• Problem details
An exact reproduction of the lines from the one with "Place a pin on each instance of the gradient" to the end of the data below is required. No other lines may be included.

[Excerpts from a dataset]
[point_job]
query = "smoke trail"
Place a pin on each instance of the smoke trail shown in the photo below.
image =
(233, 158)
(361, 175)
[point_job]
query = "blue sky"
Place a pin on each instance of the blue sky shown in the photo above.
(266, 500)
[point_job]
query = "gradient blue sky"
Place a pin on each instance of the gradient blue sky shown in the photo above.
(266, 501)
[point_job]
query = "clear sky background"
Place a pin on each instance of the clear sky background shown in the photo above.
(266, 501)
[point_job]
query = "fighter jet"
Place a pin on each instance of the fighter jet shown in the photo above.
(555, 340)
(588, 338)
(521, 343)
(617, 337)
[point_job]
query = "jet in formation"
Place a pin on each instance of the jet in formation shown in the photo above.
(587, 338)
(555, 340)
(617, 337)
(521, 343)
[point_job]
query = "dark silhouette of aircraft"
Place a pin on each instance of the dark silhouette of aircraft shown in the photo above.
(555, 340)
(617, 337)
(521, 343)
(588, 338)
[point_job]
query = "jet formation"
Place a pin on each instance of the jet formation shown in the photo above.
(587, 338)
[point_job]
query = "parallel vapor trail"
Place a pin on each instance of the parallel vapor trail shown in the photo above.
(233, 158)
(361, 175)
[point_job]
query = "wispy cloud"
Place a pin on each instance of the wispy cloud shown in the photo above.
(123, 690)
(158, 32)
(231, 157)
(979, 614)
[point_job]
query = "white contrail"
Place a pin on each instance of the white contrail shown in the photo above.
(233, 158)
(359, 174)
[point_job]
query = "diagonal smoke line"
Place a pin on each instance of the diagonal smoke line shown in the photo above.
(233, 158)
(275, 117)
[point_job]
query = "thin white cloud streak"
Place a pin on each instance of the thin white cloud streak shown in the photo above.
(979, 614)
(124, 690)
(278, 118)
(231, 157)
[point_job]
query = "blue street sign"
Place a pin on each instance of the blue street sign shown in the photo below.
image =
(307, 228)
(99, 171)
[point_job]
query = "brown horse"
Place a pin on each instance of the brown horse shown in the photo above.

• Task result
Place a pin on each instance of the gradient blue sky shown in the photo above.
(266, 501)
[point_job]
query = "clear sky background"
Place a pin on each instance of the clear sky background shown in the photo above.
(266, 501)
[point_job]
query = "fighter jet"
Place a pin on each instance of the fighter jet shown in the photo above.
(555, 340)
(588, 338)
(521, 343)
(617, 337)
[point_job]
query = "jet in formation"
Place a pin on each instance of the jet in formation shown in the photo above.
(587, 338)
(555, 340)
(617, 337)
(521, 343)
[point_job]
query = "dark silhouette of aircraft"
Place a pin on each instance of the dark silhouette of aircraft shown in the photo above.
(555, 340)
(617, 337)
(521, 343)
(588, 338)
[point_job]
query = "jet formation"
Place a pin on each instance of the jet formation shown in the photo above.
(587, 338)
[point_job]
query = "parallel vapor trail"
Place a pin on each instance of the parallel vapor trail shown in the photo above.
(233, 158)
(361, 175)
[point_job]
query = "wispy cloud"
Place a pin on each instance of the wispy cloud shown in the photo above.
(123, 690)
(158, 32)
(231, 157)
(979, 614)
[point_job]
query = "white contrail"
Place a pin on each instance of the white contrail shown in the photo above.
(233, 158)
(359, 174)
[point_job]
query = "diagonal smoke line"
Place a pin on each instance of the diagonal smoke line shown in the photo above.
(233, 158)
(275, 117)
[point_job]
query = "thin white cloud streak"
Place a pin on each instance of the thin white cloud streak shown in the photo above.
(979, 614)
(124, 690)
(278, 118)
(231, 157)
[point_job]
query = "blue street sign"
Place a pin on each instance of the blue street sign shown in the photo below.
image =
(307, 228)
(99, 171)
[point_job]
query = "brown horse"
Place a pin on each instance of the brown horse shown in the photo above.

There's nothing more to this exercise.